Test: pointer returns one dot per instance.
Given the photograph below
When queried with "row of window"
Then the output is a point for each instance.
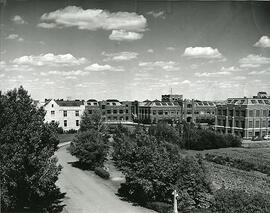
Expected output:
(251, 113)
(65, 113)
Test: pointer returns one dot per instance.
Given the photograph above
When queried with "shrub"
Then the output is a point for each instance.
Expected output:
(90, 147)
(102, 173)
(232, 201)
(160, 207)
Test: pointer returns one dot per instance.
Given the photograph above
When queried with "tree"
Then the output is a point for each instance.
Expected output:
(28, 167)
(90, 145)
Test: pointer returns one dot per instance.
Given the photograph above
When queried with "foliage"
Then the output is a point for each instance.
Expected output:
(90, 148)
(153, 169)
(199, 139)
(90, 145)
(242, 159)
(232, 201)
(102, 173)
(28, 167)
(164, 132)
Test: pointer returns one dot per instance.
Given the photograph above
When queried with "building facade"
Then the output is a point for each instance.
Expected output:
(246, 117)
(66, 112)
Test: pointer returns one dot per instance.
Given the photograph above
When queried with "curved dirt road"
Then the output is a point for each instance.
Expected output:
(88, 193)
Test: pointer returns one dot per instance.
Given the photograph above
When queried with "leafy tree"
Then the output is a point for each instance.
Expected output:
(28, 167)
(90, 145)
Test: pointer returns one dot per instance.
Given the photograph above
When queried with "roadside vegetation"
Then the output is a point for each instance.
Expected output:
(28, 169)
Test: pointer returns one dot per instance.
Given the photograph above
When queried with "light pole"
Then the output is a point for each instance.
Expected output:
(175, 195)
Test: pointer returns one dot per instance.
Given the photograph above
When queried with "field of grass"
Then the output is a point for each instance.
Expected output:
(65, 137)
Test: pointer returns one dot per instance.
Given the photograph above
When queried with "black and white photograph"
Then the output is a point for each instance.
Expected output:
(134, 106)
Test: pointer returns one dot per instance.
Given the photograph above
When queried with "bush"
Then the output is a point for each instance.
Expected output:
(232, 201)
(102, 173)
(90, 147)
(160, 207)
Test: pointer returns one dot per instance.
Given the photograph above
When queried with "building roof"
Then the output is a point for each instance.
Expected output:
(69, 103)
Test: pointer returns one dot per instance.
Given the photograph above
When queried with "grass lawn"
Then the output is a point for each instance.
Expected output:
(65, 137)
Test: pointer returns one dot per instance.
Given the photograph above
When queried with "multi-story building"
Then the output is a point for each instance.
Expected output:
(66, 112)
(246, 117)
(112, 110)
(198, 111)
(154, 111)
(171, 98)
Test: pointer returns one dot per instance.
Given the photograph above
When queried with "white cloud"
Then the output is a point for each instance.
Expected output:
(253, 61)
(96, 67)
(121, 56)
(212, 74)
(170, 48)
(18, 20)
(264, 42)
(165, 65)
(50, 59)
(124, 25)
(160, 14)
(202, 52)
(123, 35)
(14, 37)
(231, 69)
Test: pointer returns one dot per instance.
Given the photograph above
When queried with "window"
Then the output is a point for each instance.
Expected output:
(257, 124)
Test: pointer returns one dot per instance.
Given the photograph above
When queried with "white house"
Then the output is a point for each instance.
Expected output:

------------------------------------------------------------

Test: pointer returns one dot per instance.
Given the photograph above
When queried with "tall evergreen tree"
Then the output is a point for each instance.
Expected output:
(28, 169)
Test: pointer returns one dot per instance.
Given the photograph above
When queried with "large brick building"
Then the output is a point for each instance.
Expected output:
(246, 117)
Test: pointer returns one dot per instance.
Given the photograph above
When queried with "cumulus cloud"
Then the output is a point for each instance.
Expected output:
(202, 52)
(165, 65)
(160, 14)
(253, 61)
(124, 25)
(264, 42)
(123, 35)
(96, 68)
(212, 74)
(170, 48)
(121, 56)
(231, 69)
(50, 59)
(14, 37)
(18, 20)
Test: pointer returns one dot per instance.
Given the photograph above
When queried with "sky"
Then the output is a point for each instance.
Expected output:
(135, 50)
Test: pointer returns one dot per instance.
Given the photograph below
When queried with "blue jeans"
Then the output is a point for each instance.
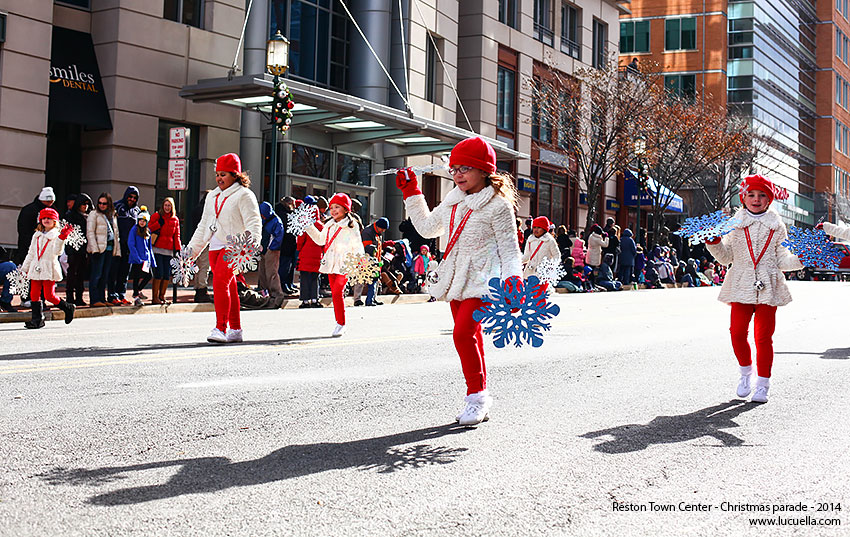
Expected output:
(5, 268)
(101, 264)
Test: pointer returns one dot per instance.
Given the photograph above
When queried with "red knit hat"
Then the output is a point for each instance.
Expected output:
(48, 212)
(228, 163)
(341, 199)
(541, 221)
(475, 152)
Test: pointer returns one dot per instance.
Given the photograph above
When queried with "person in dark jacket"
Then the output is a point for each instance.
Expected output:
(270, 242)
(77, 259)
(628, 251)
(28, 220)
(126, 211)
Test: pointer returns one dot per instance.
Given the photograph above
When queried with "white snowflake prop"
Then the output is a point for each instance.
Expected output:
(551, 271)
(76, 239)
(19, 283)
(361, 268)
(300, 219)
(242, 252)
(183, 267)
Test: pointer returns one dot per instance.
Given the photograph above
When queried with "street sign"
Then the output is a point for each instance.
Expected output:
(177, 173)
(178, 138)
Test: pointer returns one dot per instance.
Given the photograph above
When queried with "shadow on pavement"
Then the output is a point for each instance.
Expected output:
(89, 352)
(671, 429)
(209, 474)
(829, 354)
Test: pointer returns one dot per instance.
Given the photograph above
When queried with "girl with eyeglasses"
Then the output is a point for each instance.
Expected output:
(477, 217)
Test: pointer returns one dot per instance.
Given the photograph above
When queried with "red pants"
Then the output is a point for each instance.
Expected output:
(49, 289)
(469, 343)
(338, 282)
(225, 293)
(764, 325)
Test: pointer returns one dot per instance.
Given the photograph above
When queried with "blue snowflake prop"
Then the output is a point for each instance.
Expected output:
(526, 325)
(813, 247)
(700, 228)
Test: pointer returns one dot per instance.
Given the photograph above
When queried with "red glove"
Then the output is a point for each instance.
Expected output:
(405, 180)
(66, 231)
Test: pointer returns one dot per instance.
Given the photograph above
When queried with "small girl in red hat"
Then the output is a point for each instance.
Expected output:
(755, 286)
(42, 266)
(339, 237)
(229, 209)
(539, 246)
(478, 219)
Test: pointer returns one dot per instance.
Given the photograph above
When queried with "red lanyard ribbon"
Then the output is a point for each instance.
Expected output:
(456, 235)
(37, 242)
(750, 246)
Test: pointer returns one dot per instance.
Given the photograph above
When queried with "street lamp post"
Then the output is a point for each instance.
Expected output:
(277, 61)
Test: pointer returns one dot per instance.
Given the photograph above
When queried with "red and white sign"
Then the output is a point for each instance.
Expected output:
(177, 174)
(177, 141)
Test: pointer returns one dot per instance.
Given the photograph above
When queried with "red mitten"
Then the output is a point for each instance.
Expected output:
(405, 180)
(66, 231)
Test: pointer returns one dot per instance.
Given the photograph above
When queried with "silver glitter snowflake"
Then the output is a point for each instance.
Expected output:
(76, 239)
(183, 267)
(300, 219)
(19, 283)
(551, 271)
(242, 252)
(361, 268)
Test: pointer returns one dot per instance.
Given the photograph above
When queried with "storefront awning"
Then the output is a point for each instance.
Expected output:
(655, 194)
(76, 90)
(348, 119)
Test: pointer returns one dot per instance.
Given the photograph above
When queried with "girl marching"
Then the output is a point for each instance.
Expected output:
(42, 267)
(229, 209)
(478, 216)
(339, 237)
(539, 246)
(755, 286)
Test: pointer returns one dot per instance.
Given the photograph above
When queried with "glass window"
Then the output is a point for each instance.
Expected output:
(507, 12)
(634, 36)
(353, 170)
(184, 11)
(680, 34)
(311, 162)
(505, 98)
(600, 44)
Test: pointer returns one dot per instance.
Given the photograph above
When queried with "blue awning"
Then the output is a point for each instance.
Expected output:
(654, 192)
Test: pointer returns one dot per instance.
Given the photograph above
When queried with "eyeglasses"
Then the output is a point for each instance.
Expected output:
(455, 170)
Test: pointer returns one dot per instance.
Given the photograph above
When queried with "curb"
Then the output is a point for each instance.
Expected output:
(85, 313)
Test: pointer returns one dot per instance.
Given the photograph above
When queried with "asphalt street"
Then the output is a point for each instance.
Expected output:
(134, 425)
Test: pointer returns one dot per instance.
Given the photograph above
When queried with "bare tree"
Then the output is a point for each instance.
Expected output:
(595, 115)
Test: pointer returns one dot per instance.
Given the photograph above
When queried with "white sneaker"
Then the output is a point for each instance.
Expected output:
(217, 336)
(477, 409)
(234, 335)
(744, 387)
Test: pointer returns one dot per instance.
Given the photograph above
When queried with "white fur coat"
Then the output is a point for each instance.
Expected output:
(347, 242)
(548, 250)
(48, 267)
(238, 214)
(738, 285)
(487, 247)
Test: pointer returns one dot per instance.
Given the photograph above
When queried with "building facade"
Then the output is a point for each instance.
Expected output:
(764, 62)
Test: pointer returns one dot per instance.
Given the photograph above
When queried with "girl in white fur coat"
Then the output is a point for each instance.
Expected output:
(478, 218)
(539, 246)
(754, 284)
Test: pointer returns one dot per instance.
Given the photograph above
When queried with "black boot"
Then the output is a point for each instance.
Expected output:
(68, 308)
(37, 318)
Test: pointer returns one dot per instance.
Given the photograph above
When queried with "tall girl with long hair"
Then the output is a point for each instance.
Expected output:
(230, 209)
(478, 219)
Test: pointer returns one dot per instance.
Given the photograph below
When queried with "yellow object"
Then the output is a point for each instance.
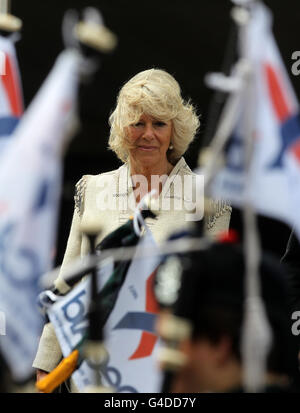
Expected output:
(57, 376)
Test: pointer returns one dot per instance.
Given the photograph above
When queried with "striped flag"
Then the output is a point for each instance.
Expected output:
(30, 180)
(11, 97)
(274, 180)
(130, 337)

------------------------------------------------------------

Exercise goal |
Report the number of lines in the listing that include the string "cloud"; give nothing but the number.

Answer box |
2